▶ Exercise requirements
Set out each line of the records below as a numbered list, leaving out any blank lines.

▶ Source records
━━━━━━━━━━━━━━━━

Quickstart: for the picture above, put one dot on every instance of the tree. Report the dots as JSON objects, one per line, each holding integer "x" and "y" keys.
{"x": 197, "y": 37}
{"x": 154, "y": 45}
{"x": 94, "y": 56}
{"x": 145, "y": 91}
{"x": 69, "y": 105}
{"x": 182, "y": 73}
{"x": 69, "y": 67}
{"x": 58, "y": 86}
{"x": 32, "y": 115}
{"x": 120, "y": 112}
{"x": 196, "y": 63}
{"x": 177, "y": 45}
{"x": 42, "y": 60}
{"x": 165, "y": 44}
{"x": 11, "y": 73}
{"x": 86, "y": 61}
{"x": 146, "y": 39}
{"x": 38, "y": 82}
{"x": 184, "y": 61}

━━━━━━━━━━━━━━━━

▶ Final result
1. Quickstart: for the picture above, put one dot on every instance of the tree. Report the dots as JSON objects, one per line, each holding integer "x" and "y" keys.
2. {"x": 197, "y": 37}
3. {"x": 154, "y": 45}
4. {"x": 94, "y": 56}
5. {"x": 145, "y": 91}
6. {"x": 69, "y": 105}
7. {"x": 182, "y": 73}
8. {"x": 69, "y": 67}
9. {"x": 58, "y": 86}
10. {"x": 32, "y": 115}
11. {"x": 120, "y": 112}
12. {"x": 196, "y": 63}
13. {"x": 177, "y": 45}
14. {"x": 42, "y": 60}
15. {"x": 165, "y": 44}
16. {"x": 11, "y": 73}
17. {"x": 86, "y": 61}
18. {"x": 146, "y": 39}
19. {"x": 38, "y": 82}
20. {"x": 184, "y": 61}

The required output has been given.